-- Dataset entries follows --
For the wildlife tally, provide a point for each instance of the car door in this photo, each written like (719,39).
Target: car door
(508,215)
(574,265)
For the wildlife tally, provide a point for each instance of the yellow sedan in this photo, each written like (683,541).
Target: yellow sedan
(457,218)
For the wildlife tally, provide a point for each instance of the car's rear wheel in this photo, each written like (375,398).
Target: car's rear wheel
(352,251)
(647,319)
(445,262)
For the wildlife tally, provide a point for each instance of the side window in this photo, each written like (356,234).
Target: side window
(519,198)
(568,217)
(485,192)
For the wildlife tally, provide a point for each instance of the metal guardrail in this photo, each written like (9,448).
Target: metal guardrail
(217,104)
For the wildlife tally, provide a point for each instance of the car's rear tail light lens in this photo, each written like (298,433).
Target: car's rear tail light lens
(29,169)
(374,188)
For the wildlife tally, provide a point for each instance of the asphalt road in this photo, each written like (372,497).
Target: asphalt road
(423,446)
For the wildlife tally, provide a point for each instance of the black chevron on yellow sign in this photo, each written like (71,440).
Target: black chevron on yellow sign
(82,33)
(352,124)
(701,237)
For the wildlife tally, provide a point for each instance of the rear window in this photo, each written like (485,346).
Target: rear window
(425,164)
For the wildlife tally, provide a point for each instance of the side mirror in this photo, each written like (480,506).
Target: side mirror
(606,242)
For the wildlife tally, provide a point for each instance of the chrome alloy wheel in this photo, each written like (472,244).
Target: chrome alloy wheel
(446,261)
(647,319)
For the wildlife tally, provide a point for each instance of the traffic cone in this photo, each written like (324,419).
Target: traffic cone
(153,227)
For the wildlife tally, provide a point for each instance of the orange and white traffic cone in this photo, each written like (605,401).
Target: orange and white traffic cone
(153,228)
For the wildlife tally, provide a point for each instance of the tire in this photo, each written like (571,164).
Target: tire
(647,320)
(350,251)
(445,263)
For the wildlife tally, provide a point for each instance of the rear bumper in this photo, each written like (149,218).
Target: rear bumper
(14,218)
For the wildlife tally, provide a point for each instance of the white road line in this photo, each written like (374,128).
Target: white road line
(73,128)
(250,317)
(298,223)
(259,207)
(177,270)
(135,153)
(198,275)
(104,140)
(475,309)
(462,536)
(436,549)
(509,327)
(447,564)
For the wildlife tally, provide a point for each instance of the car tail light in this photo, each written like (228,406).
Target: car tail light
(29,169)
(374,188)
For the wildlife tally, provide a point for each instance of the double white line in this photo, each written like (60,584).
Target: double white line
-- Dataset entries concluded --
▶ **Exercise objective**: So that the data stays intact, repeat all of it exactly.

▶ **Result**:
For the wildlife tally, provide a point for each instance of the car door in this photo, each written like (719,39).
Target: car door
(508,215)
(574,265)
For the wildlife tally, provide a point for each instance of the yellow sedan in this photo, each written like (683,541).
Target: yellow sedan
(457,218)
For the wildlife tally, provide a point for each instance of the car's rear wheel in this photo, each written like (375,398).
Target: car's rear wheel
(352,251)
(647,319)
(445,262)
For the wildlife tally, provide a point for each instance of the side window in this photo, each written like (356,234).
Target: side window
(519,198)
(568,217)
(485,192)
For the wildlife tally, provide a point for each instance of the metal guardrail in this photo, each written like (9,448).
Target: metal guardrail
(217,104)
For the wildlife tally, provide a point for each instance of the car's rear tail light lens in this photo, each written like (298,433).
Target: car's rear tail light lens
(29,169)
(374,188)
For the wildlife tally, provide a point for each instance of the asphalt road in this photo, each written like (372,497).
Target: asphalt road
(423,446)
For the wildlife tally, provide a point for each instance of the black chevron on yellow sign in this photo, each written like (71,440).
Target: black chevron on yellow sign
(82,33)
(352,124)
(701,237)
For the wildlife tally, provide a point for each instance of the rear window in this photo, each written like (485,346).
Target: rear window
(425,164)
For the wildlife tally, provide a point for each instance of the side mirror in this photo, each written like (480,506).
Target: side mirror
(606,242)
For the wildlife tally, provide a point for each instance of the chrome alloy wheel in this photo, each written like (472,244).
Target: chrome alloy wheel
(446,261)
(647,319)
For the wildlife tally, provide a point for each instance of the traffic cone in this photo, each written like (324,419).
Target: traffic cone
(153,227)
For the wildlife tally, provide a point for each instance of the orange and white traffic cone in this photo, each written like (605,401).
Target: orange and white traffic cone
(153,228)
For the wildlife tally, provide a point for each instance of the tire in this photo, each written like (571,164).
Target: tire
(647,320)
(350,251)
(445,263)
For the wildlife tally, provide a point for each instance of the rear bumper in this photo, each written like (149,218).
Target: rear bumper
(14,218)
For the wildlife tally, provide a point for each instance of the white road line in this photo, each written like (374,128).
Target: white road line
(73,128)
(250,317)
(298,223)
(259,207)
(177,270)
(135,153)
(198,275)
(104,140)
(475,309)
(462,536)
(436,549)
(509,327)
(447,564)
For the wildlife tally, provide a point for each instance of the car tail light in this photo, each written like (228,406).
Target: car tail light
(29,169)
(374,188)
For the wildlife tally, provide a point for each instance of the double white line in this photo, each written like (60,584).
Target: double white line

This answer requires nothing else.